-- begin Data --

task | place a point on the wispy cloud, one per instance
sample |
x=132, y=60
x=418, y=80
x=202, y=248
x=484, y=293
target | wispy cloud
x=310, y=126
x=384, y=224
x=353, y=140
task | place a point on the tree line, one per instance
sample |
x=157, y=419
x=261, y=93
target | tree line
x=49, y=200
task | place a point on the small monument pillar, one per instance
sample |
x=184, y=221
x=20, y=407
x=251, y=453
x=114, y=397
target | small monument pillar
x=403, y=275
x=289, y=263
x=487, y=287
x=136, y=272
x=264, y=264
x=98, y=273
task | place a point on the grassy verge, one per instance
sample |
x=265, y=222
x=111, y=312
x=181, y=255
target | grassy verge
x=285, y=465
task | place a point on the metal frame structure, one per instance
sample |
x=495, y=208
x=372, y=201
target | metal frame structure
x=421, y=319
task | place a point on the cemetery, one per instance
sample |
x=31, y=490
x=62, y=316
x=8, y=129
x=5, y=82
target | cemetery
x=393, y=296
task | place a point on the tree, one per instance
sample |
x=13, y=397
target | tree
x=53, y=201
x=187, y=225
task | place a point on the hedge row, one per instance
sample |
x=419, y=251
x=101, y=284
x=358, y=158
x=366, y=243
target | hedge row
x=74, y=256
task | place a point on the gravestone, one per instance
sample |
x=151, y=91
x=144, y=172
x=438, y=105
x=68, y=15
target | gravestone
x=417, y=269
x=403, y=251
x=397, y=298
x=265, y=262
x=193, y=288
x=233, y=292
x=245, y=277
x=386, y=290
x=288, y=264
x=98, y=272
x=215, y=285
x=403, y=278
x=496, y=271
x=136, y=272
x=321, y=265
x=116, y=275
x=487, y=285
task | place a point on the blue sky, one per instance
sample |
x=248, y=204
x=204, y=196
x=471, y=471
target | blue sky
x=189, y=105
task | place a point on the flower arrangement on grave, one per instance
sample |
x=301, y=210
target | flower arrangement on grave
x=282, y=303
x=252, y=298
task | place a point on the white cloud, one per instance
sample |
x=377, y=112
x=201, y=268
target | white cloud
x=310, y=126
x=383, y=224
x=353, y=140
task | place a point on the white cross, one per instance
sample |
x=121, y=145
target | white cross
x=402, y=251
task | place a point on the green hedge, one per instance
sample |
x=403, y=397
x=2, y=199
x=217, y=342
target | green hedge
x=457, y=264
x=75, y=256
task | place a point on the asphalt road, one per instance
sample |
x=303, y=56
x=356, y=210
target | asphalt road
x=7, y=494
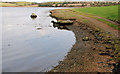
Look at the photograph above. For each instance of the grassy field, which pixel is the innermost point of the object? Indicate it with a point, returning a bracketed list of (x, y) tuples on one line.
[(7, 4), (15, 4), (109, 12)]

-- end Data --

Given instruction - Copy all of the records above word for word, leaving out the pictures.

In response -
task | place a point on the wispy cloud, one per instance
sample |
x=132, y=60
x=418, y=80
x=202, y=248
x=484, y=293
target | wispy cloud
x=310, y=126
x=384, y=224
x=353, y=140
task | place a point on the tree line, one per instance
sample |
x=157, y=419
x=261, y=93
target | tree line
x=49, y=200
task | place a point on the small monument pillar, one per instance
sample |
x=184, y=221
x=20, y=407
x=251, y=453
x=114, y=397
target | small monument pillar
x=403, y=275
x=289, y=263
x=487, y=287
x=136, y=272
x=264, y=264
x=98, y=273
task | place a point on the grassy verge, one per instance
sample |
x=265, y=222
x=111, y=312
x=181, y=255
target | grassy verge
x=285, y=465
task | place a point on the metal frame structure, one per instance
sample |
x=495, y=208
x=372, y=201
target | metal frame structure
x=421, y=319
task | place a point on the cemetery, one per instance
sample |
x=31, y=490
x=62, y=316
x=8, y=129
x=5, y=82
target | cemetery
x=393, y=296
task | place a point on the tree, one per instance
sample |
x=13, y=397
target | tree
x=53, y=201
x=187, y=225
task | place a point on the hedge row, one per instance
sample |
x=419, y=251
x=101, y=284
x=358, y=158
x=366, y=243
target | hedge row
x=74, y=256
task | place a point on the gravestone, one per instance
sample |
x=151, y=91
x=144, y=172
x=438, y=105
x=68, y=15
target | gravestone
x=417, y=269
x=403, y=251
x=397, y=298
x=265, y=262
x=193, y=288
x=233, y=292
x=245, y=277
x=386, y=290
x=288, y=264
x=98, y=272
x=215, y=285
x=403, y=278
x=496, y=271
x=136, y=272
x=321, y=265
x=116, y=275
x=487, y=285
task | place a point on the blue sky, one per instance
sample |
x=248, y=204
x=204, y=196
x=471, y=471
target | blue sky
x=189, y=105
task | place a point on the flower arrangement on grave, one per instance
sample |
x=301, y=210
target | flower arrangement on grave
x=282, y=303
x=252, y=298
task | place a point on the white cloud, one per instance
sample |
x=377, y=112
x=201, y=268
target | white cloud
x=310, y=126
x=383, y=224
x=353, y=140
task | place a point on the white cross, one per instance
sample |
x=121, y=145
target | white cross
x=402, y=251
task | place a point on the green hedge, one per instance
sample |
x=403, y=397
x=2, y=199
x=217, y=342
target | green hedge
x=457, y=264
x=75, y=256
task | place a point on the asphalt road, one per instance
sample |
x=303, y=56
x=356, y=210
target | asphalt road
x=7, y=494
Look at the photograph above. For each instance of the grassy field, which pixel is the innermost point of the object? Indicate it with a point, returning a bracketed list of (x, y) tuples on one line.
[(7, 4), (15, 4), (109, 12)]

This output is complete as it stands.